- TAREFA PROPOSTA A -
Segundo o texto selecionado, em que ano começa o disco cronológico do best-of?

- TEXTO SELECIONADO -
E o Carlos do Carmo arregaçou as mangas… Sim, respondi: “Bem, isso é capaz de ter a sua graça. Quero começar por vos dizer que não gosto muito de ouvir os meus discos porque ouço tantos erros, tantos defeitos que fico assustado. Mas como se trata de fazer o “best-of” vou tentar juntar o gosto à emoção, porque as coisas têm que ter significado. Por isso, para já vou propor-vos que um dos discos seja cronológico vou começar no início da minha vida, 1968. Isso quer dizer o quê? Que de 68 para trás não gravei nenhum LP, gravei apenas singles EPs. Portanto, começamos em 68, vamos por aí a fora até 2008 e fazemos quarenta anos de história num CD. E no outro, vou escolher mais aleatoriamente, um pouco de poetas, um pouco de outras coisas que eu sinta que têm alguma coerência entre si”. E neste processo levei muito tempo a ouvir tudo o que eu gravei. Porque eu tenho tudo gravado, sou como os ferros-velhos e guardo tudo. E procurei que isto fosse honesto, ou seja, que não houvesse aqui química, que não houvesse novas misturas, nada que fosse adaptado ou que tivesse o que quer que fosse alterado. Quem pegar nestes discos vai ouvir o que foi gravado, no tempo em que foi gravado, exactamente como foi gravado. Não há retoques. A técnica de 1967 é aquela, a técnica de 2007 é aquela, o engenheiro de som de 2003 é aquele e o de 1988 é outro.

E consultou amigos, foi mostrando as escolhas que ia fazendo a alguém? Foi um trabalho muito solitário, muito mesmo. Foi um trabalho que fiz ali naquele cantinho do meu escritório (aponta para uma secretária), com pilhas de discos, auscultadores. Ouvia agora um bocado, depois, no dia seguinte, ouvia mais. Ouvia de trás para a frente, da frente para trás. Procurava encontrar significados: “porquê isto?”, “Porquê este trecho?”, “O que é que me serenou nisto?”, “O que é que ele explica, o que é que ele tem para mim como significado?”. [Encontrava respostas] e então deixava ficar.

Como é que alguém em 1963, quando existia um alargado fascínio pela modernidade e a pop estava a explodir com os Beatles a revelarem-se um fenómeno mundial, opta pelo fado em vez de se agarrar a uma guitarra eléctrica? Eu nunca deixei de gostar de outros tipos de música. Mas eu estava rodeado desse meio, estava imerso nesse meio. E, talvez mesmo por isso, nunca se quis rebelar? Eu tive um período na minha adolescência em que contestei o fado seriamente. Não queria ouvir fado, achava-o uma coisa menor, terrível. Qual é a palavra que eles usam agora em relação aos mais velhos? Careta! achava o fado careta. Por isso, claro que também tive esse período e vivi-o intensamente.

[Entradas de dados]

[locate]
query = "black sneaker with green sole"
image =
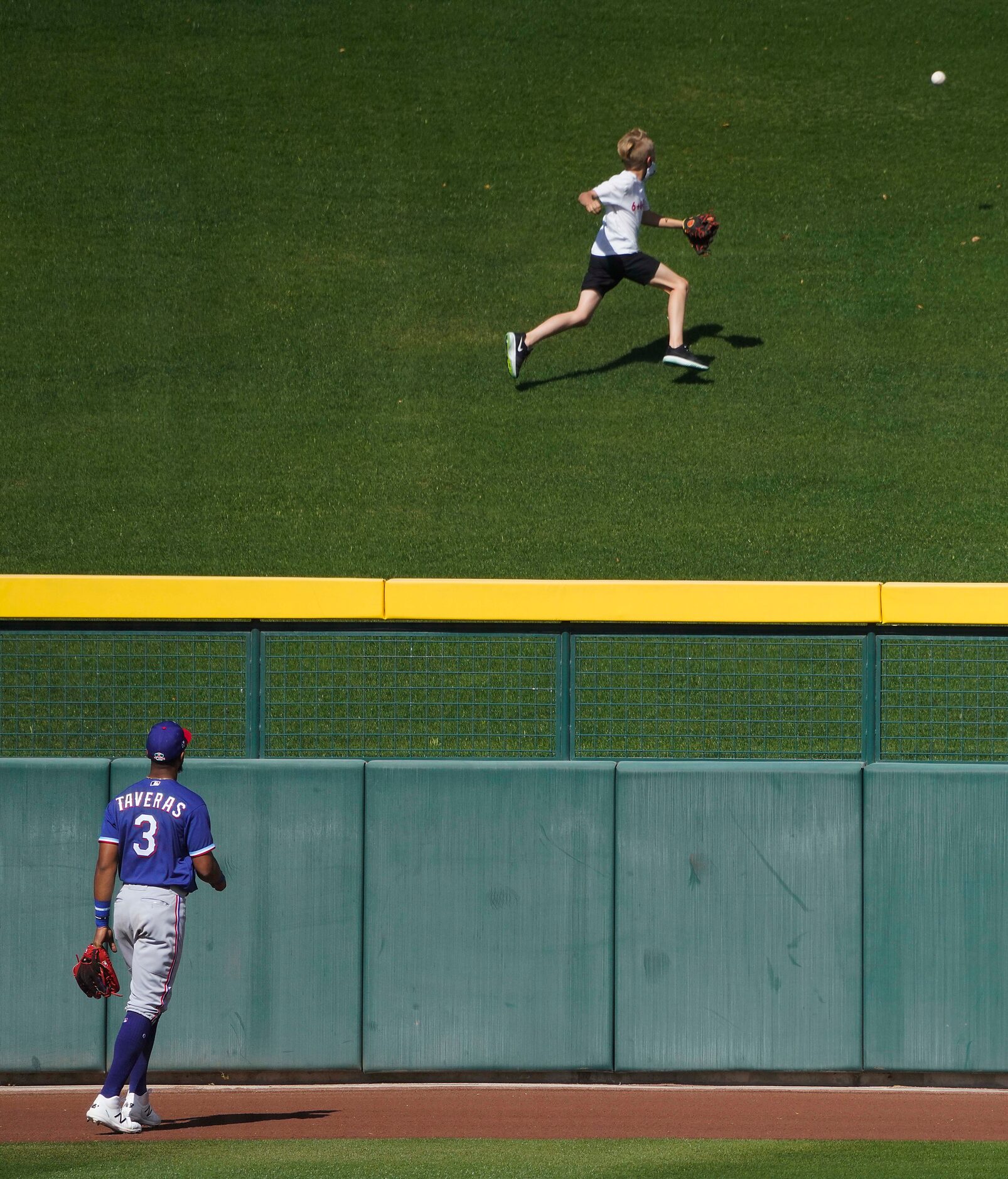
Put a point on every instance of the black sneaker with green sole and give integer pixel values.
(684, 358)
(517, 352)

- TAREFA PROPOSTA B -
Reescreva todas as linhas das Entradas de dados, trocando “sneaker” por “shoe” e deixando o resto inalterado. Omita as imagens na resposta.

- RESULTADO A -
Em 1968.

- RESULTADO B -
[locate]
query = "black shoe with green sole"
image =
Put a point on every instance of the black shoe with green sole and give integer pixel values.
(684, 358)
(517, 352)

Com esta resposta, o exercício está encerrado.